▸ The task: Rewrite the article on implants for chronic nerve pain from "Johns Hopkins researchers" to "other sensations undisturbed.", switching "laboratory rats" to "laboratory mice".

▸ Page text:

Johns Hopkins researchers say that recent experiments advance the search for implantable devices able to treat chronic pain from peripheral nerve injury or disease.
“We have developed a potential new concept for neural implants that works differently than conventional electrical stimulators,” says Gene Fridman, assistant professor of otolaryngology–head and neck surgery and biomedical engineering at the Johns Hopkins University School of Medicine. “We believe we are the first to investigate the idea of using this concept for implantable medical devices that use direct electrical current, long thought to be unsafe.”
Using computer models and laboratory rats, the team has demonstrated that “direct electrical current” can be delivered to nerves preferentially, blocking pain signals while leaving other sensations undisturbed.
In a report on the new findings, published online April 11 in Science Advances, the researchers say direct electrical current devices would allow for more precise, preferential targeting of the appropriate pain-transmitting nerve cells, making them more effective for pain suppression and reducing the side effects of conventional devices.

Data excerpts
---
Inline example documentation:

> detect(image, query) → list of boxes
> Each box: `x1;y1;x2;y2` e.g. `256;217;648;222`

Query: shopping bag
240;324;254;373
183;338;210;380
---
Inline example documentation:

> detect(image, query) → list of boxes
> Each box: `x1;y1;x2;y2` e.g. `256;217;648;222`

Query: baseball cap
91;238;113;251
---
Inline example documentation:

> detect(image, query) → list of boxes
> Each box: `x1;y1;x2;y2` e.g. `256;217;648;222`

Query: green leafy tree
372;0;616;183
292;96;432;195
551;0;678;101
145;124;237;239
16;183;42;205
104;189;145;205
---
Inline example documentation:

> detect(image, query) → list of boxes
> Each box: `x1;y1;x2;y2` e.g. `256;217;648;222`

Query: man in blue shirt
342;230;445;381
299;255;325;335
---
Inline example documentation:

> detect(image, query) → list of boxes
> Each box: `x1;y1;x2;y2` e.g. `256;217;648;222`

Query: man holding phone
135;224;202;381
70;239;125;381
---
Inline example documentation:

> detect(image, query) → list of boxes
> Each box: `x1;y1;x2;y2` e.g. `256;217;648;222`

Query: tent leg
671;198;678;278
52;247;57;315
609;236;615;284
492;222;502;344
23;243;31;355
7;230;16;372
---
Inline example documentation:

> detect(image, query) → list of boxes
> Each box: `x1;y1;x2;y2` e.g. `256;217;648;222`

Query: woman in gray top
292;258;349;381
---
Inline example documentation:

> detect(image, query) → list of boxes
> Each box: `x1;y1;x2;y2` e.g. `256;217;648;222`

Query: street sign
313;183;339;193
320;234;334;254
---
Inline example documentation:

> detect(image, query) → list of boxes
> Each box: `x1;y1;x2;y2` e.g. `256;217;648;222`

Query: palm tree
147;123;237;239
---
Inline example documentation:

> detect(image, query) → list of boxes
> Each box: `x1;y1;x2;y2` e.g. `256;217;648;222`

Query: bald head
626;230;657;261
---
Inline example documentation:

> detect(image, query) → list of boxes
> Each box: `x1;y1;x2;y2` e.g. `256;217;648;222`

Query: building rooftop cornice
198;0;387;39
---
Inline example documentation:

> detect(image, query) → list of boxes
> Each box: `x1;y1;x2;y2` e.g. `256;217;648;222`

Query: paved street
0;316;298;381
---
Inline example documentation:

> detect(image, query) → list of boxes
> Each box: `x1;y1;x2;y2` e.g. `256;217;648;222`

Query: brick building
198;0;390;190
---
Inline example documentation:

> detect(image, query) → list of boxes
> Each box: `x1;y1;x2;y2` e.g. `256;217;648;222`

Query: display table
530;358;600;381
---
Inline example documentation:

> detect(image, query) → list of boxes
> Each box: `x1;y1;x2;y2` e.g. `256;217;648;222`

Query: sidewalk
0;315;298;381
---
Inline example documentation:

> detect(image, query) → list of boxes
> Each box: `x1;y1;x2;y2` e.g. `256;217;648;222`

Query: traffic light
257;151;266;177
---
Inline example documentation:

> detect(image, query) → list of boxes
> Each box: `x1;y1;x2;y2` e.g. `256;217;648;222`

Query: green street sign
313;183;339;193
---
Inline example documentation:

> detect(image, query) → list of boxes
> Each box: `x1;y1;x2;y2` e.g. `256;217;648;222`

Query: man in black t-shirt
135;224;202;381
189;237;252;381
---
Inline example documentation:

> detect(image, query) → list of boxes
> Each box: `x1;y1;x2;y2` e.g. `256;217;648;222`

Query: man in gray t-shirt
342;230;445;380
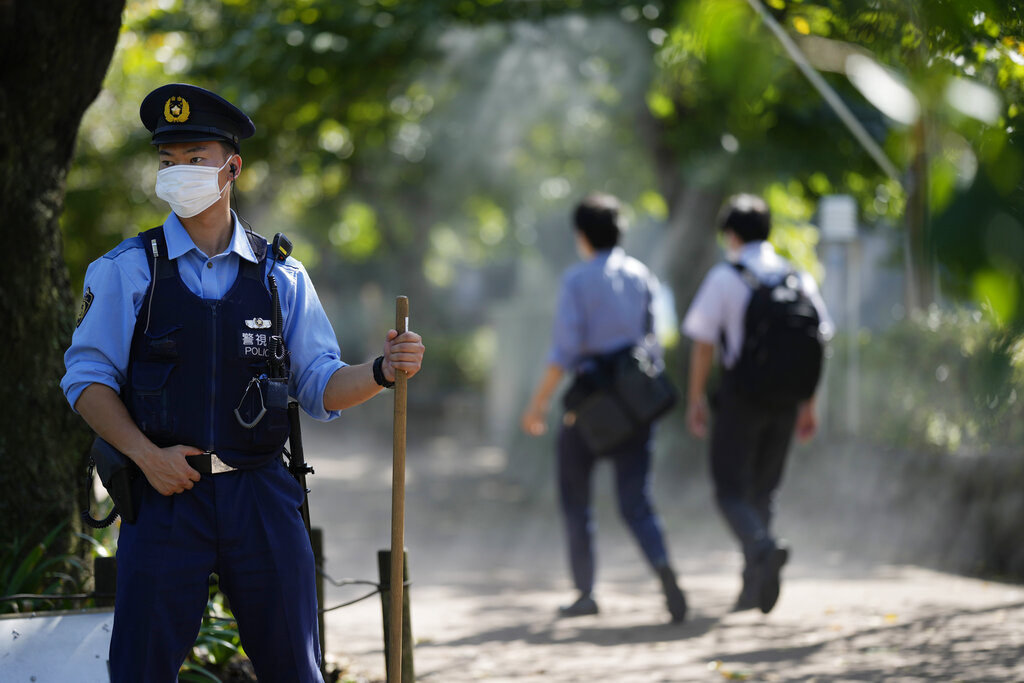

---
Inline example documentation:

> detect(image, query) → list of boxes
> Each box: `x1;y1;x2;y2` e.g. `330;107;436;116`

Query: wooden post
377;550;416;683
306;528;327;678
387;296;411;683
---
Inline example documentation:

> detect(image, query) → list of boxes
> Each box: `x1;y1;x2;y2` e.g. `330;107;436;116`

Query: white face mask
157;155;233;218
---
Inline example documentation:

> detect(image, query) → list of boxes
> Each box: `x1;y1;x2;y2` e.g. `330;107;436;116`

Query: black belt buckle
185;451;238;474
185;451;212;474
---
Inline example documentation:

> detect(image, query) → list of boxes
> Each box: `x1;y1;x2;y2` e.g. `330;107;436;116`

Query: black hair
215;140;241;159
572;193;623;251
719;195;771;244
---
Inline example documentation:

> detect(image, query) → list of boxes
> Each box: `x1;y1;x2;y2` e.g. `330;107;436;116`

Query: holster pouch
265;377;288;411
89;436;140;523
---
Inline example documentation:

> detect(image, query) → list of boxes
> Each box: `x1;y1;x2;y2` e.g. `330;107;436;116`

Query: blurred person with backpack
682;195;833;613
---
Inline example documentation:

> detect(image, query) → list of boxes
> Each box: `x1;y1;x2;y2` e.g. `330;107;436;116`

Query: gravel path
303;409;1024;683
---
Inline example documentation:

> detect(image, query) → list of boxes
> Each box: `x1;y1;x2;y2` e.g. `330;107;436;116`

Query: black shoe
758;546;790;614
732;584;761;612
657;566;686;624
558;595;597;616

▸ Task solution:
Johns Hopkins researchers say that recent experiments advance the search for implantable devices able to treat chronic pain from peripheral nerve injury or disease.
“We have developed a potential new concept for neural implants that works differently than conventional electrical stimulators,” says Gene Fridman, assistant professor of otolaryngology–head and neck surgery and biomedical engineering at the Johns Hopkins University School of Medicine. “We believe we are the first to investigate the idea of using this concept for implantable medical devices that use direct electrical current, long thought to be unsafe.”
Using computer models and laboratory mice, the team has demonstrated that “direct electrical current” can be delivered to nerves preferentially, blocking pain signals while leaving other sensations undisturbed.